» **Problem 1**
Gather every line of the entries below that contains the string "mottled".

» **Page text**
>>>

As Games & Puzzles began its slide to oblivion, it suddenly appeared that the vacuum in game coverage was about to be filled. I saw on the newsstand GAMES magazine! A slick publication devoted to games. Great! I eagerly scooped up the first issue and the next and the next. I subscribed. But I came to discover that, despite the name, the magazine was mostly puzzles! Games, at least the kind of games I wanted to read and learn about, were almost an afterthought. The game review section was about the size of the Gamesview portion of Games & Puzzles and I wanted more. So, this wasn’t going to be the answer. I wanted a source for game information. I wanted game reviews. I wanted a way to get out of print games that I had heard about. Now what to do?

I continued to trade games and correspond with fellow enthusiasts which is how I met Bruce Whitehill. Bruce talked about forming an organization. Groucho Marx once said that he refused to join any group that would have him as a member. I, however, have no such compunction. I told Bruce “Count me in!” When the American Game Collectors Association started, I was one of the first members. My original membership card is #101! But the original emphasis in the organization was on antique games (the first 100 membership numbers were reserved for antique enthusiasts which is why I ended up with 101!). I was more interested in games of more recent vintage. So, now what?

With the incurable optimism of someone who doesn’t know any better, I figured if it’s going to get done, then maybe I will have to do it! And so I did! I went to my first New York International Toy Fair in February 1986 and I went to see lots of game manufacturers seeking to bring their games to market. I didn’t want people to think I was just a one-man operation (which, in fact, I was) so I figured I needed a catchy name for my organization. I first thought of “Global Gamers” but there was already a company called Global Games. Too close. What else could I call the organization of a group of gamers allied together to enjoy games? Allied? Alliance? How about Gamers Alliance? And so that name was born. From that Toy Fair experience, I received my first review copies of games and played them.

<<<

» **Entries**

>>>

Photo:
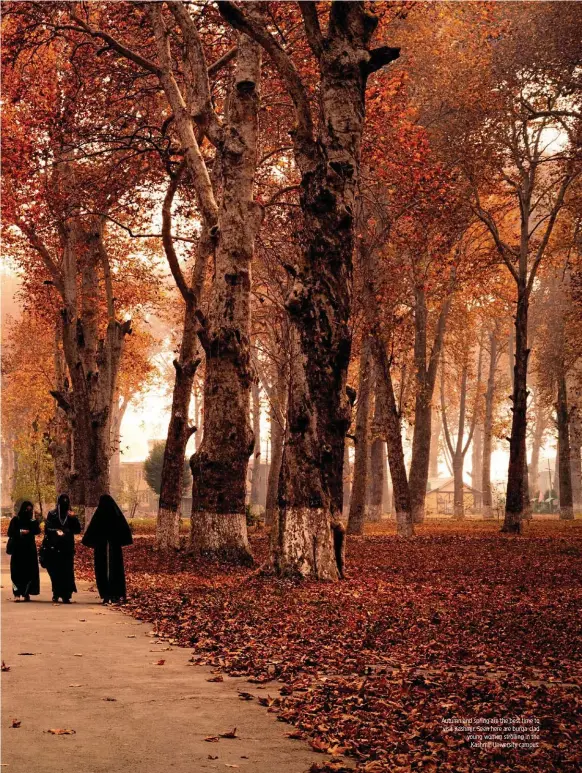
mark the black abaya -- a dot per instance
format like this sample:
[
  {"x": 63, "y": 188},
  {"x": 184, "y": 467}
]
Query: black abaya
[
  {"x": 24, "y": 559},
  {"x": 107, "y": 533},
  {"x": 61, "y": 553}
]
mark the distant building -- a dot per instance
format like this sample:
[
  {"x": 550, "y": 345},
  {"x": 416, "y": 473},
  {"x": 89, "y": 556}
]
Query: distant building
[{"x": 440, "y": 497}]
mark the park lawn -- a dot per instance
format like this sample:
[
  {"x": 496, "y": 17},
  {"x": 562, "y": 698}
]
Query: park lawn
[{"x": 459, "y": 622}]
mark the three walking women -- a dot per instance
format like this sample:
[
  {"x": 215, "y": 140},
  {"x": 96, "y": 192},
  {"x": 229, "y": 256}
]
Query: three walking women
[{"x": 108, "y": 532}]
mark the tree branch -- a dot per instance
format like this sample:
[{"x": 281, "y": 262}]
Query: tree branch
[
  {"x": 312, "y": 28},
  {"x": 116, "y": 45},
  {"x": 38, "y": 244},
  {"x": 254, "y": 29},
  {"x": 167, "y": 239}
]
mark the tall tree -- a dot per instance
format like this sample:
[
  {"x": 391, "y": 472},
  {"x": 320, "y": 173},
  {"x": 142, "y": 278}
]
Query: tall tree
[{"x": 327, "y": 153}]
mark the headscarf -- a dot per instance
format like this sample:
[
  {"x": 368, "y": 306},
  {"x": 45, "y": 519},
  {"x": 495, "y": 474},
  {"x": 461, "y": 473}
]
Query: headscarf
[
  {"x": 108, "y": 524},
  {"x": 63, "y": 507},
  {"x": 23, "y": 513}
]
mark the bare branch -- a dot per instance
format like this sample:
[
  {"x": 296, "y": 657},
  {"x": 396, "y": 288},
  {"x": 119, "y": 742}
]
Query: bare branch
[{"x": 254, "y": 29}]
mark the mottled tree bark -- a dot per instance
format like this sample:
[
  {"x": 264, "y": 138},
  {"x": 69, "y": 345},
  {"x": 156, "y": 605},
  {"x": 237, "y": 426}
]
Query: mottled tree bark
[
  {"x": 185, "y": 367},
  {"x": 433, "y": 465},
  {"x": 59, "y": 429},
  {"x": 458, "y": 449},
  {"x": 401, "y": 492},
  {"x": 179, "y": 432},
  {"x": 278, "y": 411},
  {"x": 119, "y": 408},
  {"x": 377, "y": 461},
  {"x": 219, "y": 467},
  {"x": 357, "y": 514},
  {"x": 92, "y": 360},
  {"x": 477, "y": 466},
  {"x": 311, "y": 485},
  {"x": 488, "y": 428},
  {"x": 255, "y": 481},
  {"x": 514, "y": 501},
  {"x": 425, "y": 377},
  {"x": 576, "y": 457},
  {"x": 347, "y": 473},
  {"x": 565, "y": 470},
  {"x": 538, "y": 435}
]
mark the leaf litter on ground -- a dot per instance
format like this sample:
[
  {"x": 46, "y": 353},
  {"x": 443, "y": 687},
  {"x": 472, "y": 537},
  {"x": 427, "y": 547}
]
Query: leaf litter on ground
[{"x": 459, "y": 622}]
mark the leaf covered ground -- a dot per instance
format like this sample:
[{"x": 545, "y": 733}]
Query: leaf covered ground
[{"x": 460, "y": 622}]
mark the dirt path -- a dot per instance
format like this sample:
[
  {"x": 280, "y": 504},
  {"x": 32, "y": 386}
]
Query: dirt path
[{"x": 93, "y": 671}]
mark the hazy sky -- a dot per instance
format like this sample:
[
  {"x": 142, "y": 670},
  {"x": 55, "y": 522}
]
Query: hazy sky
[{"x": 148, "y": 417}]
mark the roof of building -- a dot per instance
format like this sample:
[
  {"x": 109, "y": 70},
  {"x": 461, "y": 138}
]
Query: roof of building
[{"x": 438, "y": 484}]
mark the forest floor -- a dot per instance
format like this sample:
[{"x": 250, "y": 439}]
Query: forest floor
[
  {"x": 87, "y": 689},
  {"x": 460, "y": 623}
]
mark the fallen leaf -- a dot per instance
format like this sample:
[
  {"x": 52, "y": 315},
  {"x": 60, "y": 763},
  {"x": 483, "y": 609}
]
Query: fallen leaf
[{"x": 296, "y": 734}]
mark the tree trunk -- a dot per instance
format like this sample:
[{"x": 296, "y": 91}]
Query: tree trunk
[
  {"x": 347, "y": 480},
  {"x": 477, "y": 466},
  {"x": 219, "y": 467},
  {"x": 179, "y": 432},
  {"x": 256, "y": 474},
  {"x": 539, "y": 429},
  {"x": 93, "y": 363},
  {"x": 402, "y": 503},
  {"x": 527, "y": 506},
  {"x": 277, "y": 417},
  {"x": 433, "y": 465},
  {"x": 488, "y": 429},
  {"x": 458, "y": 495},
  {"x": 377, "y": 461},
  {"x": 425, "y": 382},
  {"x": 357, "y": 514},
  {"x": 311, "y": 484},
  {"x": 59, "y": 430},
  {"x": 565, "y": 470},
  {"x": 576, "y": 457},
  {"x": 514, "y": 504}
]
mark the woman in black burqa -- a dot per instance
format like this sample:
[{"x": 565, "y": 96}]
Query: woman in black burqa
[
  {"x": 23, "y": 556},
  {"x": 107, "y": 533},
  {"x": 60, "y": 529}
]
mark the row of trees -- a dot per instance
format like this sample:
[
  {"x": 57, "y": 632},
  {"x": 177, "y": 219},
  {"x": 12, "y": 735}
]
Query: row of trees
[{"x": 306, "y": 188}]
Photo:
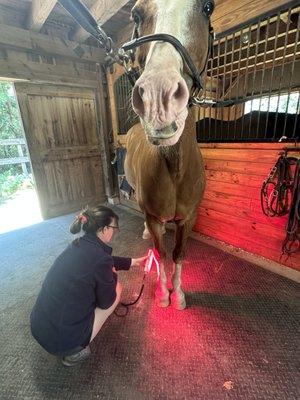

<<<

» **Problem 2**
Render this sentence from the page text above in Spanish: "I went to my first New York International Toy Fair in February 1986 and I went to see lots of game manufacturers seeking to bring their games to market."

» **Exercise solution 1**
mark the mottled tree bark -- a dot per instance
Query: mottled tree bark

» **Exercise solution 2**
Fui a mi primera New York International Toy Fair en febrero de 1986 y fui a ver a muchos fabricantes de juegos que buscaban llevar sus juegos al mercado.